:: PROBLEM TO SOLVE ::
Every record is to be transcribed exactly as written.

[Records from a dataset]
Content starts

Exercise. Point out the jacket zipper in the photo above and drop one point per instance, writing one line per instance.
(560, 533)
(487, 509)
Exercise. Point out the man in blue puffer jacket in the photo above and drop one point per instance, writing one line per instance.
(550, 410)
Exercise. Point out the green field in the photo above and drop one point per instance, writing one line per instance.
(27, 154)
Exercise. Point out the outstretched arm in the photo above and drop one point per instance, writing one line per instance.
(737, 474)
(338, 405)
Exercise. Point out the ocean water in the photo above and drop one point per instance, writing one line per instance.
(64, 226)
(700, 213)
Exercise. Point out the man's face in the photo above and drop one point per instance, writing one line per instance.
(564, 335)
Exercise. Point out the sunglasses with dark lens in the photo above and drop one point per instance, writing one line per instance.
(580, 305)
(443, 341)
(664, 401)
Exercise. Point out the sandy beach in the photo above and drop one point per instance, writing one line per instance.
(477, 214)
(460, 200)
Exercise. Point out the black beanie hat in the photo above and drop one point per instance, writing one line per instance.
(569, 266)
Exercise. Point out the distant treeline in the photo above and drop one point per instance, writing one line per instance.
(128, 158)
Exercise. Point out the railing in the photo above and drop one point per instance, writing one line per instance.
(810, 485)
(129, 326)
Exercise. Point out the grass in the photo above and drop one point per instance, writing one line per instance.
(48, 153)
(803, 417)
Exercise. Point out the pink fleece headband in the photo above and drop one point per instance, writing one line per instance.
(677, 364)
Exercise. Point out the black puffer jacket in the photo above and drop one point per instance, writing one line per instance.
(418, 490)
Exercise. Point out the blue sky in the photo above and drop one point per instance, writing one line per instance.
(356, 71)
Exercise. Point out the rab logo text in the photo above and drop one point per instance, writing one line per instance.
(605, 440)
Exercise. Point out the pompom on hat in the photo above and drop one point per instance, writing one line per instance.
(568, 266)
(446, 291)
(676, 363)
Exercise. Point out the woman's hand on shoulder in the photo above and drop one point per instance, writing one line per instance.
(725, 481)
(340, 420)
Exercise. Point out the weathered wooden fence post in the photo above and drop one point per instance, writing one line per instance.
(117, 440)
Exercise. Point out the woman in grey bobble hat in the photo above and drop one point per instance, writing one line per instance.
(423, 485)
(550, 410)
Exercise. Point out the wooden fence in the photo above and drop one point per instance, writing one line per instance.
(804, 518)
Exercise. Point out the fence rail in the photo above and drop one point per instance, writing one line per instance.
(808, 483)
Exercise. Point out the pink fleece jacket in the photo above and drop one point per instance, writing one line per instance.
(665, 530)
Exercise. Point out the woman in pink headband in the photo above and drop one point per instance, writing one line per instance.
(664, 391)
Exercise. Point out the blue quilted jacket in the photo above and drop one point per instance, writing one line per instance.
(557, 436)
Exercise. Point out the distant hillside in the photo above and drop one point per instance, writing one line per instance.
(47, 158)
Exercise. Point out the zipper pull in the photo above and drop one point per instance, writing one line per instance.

Content ends

:: THE COMPLETED TASK ::
Exercise. Point out the jacket zipper in the photo above and drop one point per instance, writing one line per instance.
(560, 533)
(487, 509)
Exercise. Point out the man in blue puffer jacket in the photo above and drop one point per instance, writing one line per instance.
(550, 410)
Exercise. Point out the green field in the photo above and drop one point per instance, writing one line per instance.
(27, 154)
Exercise. Point out the outstretched arm in the photo above and drop one point per instance, writing one line per instance.
(737, 474)
(338, 405)
Exercise. Point out the ocean water in the photo above and drop one point per instance, writing one line per instance.
(64, 226)
(700, 213)
Exercise. Point out the man's face in the photo above and drop one point per instance, writing one line per instance.
(564, 335)
Exercise. Point out the sunglasses with dark lens in the photo above and drop one point per instance, writing one line per instance.
(580, 305)
(443, 341)
(664, 401)
Exercise. Point out the sandy beach in the photo above and drop one point per instance, writing one line per instance.
(477, 214)
(460, 200)
Exercise. Point out the black beanie hat in the photo above and drop one point per instance, writing one line per instance.
(569, 266)
Exercise. Point out the distant treeline in the photo above and drop one point per instance, writing one line per instance.
(128, 158)
Exercise. Point out the railing in the photo above and drop one point per instance, writing one line per instance.
(810, 485)
(129, 326)
Exercise. Point out the grass in the photo above and drop one point per instance, writing one line per instance.
(48, 153)
(803, 417)
Exercise. Point out the pink fleece headband in the photo above and drop one point per instance, writing one line per instance.
(677, 364)
Exercise. Point out the black puffer jacket in the photo above and drop one point per instance, writing one line per instance.
(418, 490)
Exercise. Point out the blue sky in the photo above and drop one point per instance, writing one line per instance.
(356, 71)
Exercise. Point out the rab logo text in the photo above and drop one point per instance, writing one line per instance.
(605, 440)
Exercise. Point out the pompom on hat in the photo above and drop one point per instance, writing one line per instance.
(568, 266)
(446, 291)
(676, 363)
Exercise. Point out the woman's hand on shoulder in the photo above and drop one point per instance, writing one line per instance.
(725, 481)
(340, 420)
Exercise. Point out the weathered wooden fence post in the photo above and drop one point per instance, writing one line per instance.
(117, 440)
Exercise. Point out the woman in grey bobble hat in the photo above and drop one point per instance, writing one line per instance.
(423, 485)
(550, 410)
Exercise. Point out the wooden fence in the photo above and drop one point per instance, writing one line per instance.
(804, 518)
Exercise. Point out the fence rail in the photo above and drop one point per instance, writing one line per instance.
(808, 483)
Exercise. Point out the pink fleece jacket in the photo above and drop one point per instance, writing one line per instance.
(665, 530)
Exercise. Point out the woman in pink headband in the photo above and drop one point per instance, writing one line per instance.
(664, 391)
Exercise. Point out the blue quilted jacket in the photo above and drop one point per instance, writing one line per instance.
(557, 436)
Exercise. Point out the distant hillside in the photo above and drop one point per instance, writing one line per instance.
(47, 158)
Exercise. Point out the zipper pull in the photo above and drop one point per instance, writing one line per instance.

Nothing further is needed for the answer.